• What the exercise asks:
Rewrite the records starting at the line that contains "find front lawn" and running through the last one, with "bare tree" changed to "leafless tree" and everything else left the same.

• Records provided:
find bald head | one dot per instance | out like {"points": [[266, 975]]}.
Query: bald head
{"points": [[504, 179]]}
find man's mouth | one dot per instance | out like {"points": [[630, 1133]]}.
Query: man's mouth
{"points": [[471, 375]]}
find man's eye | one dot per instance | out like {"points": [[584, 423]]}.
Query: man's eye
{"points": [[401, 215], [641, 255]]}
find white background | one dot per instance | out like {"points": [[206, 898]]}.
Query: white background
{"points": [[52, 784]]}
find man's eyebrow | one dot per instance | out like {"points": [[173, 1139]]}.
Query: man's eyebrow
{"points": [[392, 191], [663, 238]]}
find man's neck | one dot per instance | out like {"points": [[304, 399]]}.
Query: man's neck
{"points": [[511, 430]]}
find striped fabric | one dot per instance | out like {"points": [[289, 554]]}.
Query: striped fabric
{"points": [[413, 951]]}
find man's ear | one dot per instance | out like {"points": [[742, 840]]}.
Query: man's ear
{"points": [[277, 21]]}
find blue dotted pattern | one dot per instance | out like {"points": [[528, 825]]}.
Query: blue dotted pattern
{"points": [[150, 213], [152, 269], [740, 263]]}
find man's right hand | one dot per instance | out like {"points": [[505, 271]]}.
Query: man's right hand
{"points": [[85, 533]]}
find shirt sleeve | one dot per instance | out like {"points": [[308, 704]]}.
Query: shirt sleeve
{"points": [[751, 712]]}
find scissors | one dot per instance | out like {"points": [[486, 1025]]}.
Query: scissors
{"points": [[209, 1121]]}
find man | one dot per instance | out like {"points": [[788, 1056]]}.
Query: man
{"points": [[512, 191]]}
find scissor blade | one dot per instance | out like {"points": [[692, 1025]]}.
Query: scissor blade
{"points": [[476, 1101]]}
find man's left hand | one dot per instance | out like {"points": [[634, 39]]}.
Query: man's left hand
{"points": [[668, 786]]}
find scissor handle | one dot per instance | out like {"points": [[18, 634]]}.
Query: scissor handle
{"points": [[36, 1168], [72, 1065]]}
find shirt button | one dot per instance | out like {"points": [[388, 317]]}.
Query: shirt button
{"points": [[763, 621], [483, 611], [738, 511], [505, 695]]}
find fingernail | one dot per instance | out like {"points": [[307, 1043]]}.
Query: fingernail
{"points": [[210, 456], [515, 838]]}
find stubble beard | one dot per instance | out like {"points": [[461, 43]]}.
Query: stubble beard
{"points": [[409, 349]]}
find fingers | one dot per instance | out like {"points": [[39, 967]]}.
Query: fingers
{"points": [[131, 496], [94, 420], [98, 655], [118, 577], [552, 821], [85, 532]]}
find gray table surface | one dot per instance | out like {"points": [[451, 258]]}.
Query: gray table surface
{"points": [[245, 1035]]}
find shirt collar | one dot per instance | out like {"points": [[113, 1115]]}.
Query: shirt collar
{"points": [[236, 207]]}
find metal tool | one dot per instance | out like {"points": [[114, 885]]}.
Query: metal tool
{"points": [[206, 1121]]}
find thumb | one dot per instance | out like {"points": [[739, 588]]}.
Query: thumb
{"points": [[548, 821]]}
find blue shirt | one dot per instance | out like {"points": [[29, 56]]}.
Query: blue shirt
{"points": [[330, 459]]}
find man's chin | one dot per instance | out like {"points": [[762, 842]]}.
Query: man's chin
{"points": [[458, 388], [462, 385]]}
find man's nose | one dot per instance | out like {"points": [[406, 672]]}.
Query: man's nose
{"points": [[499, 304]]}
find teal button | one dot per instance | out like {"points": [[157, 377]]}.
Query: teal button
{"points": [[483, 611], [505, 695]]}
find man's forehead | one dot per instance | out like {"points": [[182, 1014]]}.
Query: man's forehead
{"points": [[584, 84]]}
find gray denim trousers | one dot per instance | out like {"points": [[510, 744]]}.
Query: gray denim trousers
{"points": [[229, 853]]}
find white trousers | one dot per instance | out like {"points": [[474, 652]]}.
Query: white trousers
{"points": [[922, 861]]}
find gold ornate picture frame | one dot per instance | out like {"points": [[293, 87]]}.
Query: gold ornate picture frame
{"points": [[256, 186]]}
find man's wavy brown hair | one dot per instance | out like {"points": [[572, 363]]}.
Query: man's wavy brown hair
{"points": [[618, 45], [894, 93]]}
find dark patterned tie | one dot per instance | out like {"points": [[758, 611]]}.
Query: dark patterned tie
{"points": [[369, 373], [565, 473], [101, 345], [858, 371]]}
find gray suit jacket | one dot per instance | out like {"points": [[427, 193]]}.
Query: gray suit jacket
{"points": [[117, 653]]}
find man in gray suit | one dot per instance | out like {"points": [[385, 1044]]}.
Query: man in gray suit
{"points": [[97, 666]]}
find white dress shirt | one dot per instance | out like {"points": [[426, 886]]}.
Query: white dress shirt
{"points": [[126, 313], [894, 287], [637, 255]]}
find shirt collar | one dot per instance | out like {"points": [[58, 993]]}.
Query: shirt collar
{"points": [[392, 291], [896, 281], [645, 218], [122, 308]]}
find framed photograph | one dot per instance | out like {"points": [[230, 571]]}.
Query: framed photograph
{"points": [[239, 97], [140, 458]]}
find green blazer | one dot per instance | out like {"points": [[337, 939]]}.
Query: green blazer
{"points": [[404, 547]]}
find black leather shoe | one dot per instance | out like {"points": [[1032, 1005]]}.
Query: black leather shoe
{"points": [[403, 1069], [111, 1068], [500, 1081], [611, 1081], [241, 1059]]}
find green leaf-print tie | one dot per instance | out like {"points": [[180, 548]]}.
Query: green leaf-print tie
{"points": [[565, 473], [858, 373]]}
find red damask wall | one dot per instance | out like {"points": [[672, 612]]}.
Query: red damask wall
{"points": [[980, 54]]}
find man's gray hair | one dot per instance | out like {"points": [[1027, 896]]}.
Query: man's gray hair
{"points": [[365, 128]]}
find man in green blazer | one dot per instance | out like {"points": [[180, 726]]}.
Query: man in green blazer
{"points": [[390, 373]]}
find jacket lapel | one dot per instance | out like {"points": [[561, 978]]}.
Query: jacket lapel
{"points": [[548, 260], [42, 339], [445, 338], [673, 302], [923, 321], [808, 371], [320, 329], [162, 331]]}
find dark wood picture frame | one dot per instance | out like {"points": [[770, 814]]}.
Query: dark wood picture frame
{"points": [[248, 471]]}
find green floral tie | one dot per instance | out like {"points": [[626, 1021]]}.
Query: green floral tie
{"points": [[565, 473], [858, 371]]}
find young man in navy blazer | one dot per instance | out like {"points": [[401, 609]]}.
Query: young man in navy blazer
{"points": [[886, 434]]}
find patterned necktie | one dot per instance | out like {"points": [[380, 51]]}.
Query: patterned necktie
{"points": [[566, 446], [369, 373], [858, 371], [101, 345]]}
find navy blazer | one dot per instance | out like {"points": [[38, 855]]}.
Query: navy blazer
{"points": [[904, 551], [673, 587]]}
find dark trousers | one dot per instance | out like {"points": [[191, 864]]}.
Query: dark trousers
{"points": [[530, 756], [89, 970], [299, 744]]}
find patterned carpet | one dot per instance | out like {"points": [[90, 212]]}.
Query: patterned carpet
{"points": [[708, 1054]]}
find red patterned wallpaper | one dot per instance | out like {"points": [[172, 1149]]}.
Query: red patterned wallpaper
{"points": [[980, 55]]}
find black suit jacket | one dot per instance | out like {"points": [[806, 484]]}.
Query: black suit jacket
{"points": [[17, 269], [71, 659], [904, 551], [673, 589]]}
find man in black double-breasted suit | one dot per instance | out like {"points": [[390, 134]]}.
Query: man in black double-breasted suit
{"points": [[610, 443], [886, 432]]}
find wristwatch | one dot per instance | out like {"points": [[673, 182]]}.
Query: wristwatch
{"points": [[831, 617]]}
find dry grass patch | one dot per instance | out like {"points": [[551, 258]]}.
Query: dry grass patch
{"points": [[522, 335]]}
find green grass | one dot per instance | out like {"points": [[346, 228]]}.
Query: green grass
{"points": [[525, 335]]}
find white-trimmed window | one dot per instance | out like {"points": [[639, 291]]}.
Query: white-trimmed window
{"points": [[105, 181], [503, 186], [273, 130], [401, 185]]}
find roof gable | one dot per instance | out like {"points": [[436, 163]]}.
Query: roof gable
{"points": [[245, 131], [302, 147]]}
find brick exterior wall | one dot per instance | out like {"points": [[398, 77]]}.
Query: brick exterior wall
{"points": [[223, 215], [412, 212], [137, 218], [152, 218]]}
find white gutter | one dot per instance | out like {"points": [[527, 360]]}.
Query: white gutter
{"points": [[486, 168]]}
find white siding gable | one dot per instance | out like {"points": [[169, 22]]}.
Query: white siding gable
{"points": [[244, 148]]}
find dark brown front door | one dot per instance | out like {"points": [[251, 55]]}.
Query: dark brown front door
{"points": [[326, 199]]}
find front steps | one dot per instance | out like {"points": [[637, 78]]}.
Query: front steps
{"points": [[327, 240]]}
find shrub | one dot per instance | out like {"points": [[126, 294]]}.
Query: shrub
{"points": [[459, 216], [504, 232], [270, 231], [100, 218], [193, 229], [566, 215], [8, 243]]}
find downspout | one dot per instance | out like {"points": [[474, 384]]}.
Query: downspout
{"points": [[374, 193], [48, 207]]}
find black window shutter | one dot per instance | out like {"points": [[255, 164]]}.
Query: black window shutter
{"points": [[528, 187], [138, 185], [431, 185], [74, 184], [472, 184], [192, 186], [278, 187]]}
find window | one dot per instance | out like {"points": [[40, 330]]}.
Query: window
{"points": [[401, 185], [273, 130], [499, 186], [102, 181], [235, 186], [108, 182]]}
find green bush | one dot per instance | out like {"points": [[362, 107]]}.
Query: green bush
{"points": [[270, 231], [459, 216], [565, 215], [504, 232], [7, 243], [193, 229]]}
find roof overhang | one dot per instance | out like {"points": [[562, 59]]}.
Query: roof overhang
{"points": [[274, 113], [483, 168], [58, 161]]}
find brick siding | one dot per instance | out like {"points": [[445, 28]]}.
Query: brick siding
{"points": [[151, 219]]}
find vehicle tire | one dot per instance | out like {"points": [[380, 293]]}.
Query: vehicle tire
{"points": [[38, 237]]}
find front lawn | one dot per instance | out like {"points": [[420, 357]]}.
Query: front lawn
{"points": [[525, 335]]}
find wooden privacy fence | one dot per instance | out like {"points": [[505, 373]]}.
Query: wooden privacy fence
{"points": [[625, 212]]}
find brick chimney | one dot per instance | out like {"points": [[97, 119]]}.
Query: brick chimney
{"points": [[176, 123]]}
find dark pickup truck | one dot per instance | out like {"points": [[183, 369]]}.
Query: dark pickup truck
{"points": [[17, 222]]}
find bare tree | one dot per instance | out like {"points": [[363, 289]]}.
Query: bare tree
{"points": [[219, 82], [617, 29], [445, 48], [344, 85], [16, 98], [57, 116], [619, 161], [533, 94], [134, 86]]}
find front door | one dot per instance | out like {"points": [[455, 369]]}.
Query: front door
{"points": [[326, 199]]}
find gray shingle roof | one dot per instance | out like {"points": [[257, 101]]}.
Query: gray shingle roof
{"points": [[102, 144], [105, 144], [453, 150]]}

• Final answer:
find front lawn | one dot per instance | out like {"points": [[420, 357]]}.
Query: front lawn
{"points": [[525, 335]]}
find wooden privacy fence | one dot per instance | out like {"points": [[505, 373]]}.
Query: wooden privacy fence
{"points": [[625, 212]]}
find brick chimney | one dot per instance | out like {"points": [[97, 119]]}.
Query: brick chimney
{"points": [[176, 123]]}
find dark pickup truck | one dot per instance | out like {"points": [[183, 369]]}.
Query: dark pickup truck
{"points": [[17, 222]]}
find leafless tree | one dot per instance | out like {"points": [[363, 289]]}.
Query: leafless tree
{"points": [[219, 82], [617, 29], [445, 48], [344, 85], [16, 98], [57, 116], [619, 161], [533, 94], [134, 86]]}
find front door | one dot per instance | out like {"points": [[455, 369]]}.
Query: front door
{"points": [[326, 199]]}
find gray shingle roof | one dot per instance | out like {"points": [[257, 101]]}.
Query: gray shingle roof
{"points": [[102, 144], [105, 144], [453, 150]]}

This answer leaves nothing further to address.